--- BEGIN Exercise data ---

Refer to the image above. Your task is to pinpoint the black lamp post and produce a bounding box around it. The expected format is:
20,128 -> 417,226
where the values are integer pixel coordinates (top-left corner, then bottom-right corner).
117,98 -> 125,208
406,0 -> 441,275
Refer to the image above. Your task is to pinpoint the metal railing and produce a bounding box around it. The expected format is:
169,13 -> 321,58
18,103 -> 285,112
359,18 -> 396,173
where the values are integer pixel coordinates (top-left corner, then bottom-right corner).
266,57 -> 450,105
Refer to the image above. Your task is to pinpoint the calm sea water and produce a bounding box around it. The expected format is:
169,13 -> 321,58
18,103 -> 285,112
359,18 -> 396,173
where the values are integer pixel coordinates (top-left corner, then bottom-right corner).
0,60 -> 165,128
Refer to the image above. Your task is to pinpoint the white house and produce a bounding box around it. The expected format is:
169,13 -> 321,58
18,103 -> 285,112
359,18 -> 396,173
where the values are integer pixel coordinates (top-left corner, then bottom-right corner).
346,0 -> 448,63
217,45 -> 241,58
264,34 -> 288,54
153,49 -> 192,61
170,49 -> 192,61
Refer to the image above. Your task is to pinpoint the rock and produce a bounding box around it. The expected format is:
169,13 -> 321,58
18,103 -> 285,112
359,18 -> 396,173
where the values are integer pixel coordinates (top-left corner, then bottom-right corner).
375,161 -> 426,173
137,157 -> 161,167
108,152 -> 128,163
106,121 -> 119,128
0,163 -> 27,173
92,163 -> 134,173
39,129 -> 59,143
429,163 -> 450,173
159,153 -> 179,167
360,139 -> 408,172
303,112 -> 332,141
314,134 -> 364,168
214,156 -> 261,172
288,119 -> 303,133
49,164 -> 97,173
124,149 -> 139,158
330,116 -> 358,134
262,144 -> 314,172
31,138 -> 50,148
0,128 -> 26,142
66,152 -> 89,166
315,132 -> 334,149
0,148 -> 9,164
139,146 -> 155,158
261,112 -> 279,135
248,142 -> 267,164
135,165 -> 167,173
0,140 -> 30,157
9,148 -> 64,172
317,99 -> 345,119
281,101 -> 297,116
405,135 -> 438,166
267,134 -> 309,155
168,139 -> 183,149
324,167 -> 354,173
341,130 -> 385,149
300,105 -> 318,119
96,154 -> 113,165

--- END Exercise data ---

What you should do:
Express the lines of the records from the line containing "pinpoint the calm" to the line containing "0,60 -> 165,128", both included, as a JSON list of strings with one string per line and blank lines left out.

Solved problem:
[
  "Refer to the image above. Your task is to pinpoint the calm sea water and produce a bounding box around it. The expected format is:",
  "169,13 -> 321,58",
  "18,103 -> 285,112",
  "359,18 -> 396,173",
  "where the values are integer pixel coordinates (top-left corner, then bottom-right corner).",
  "0,60 -> 165,128"
]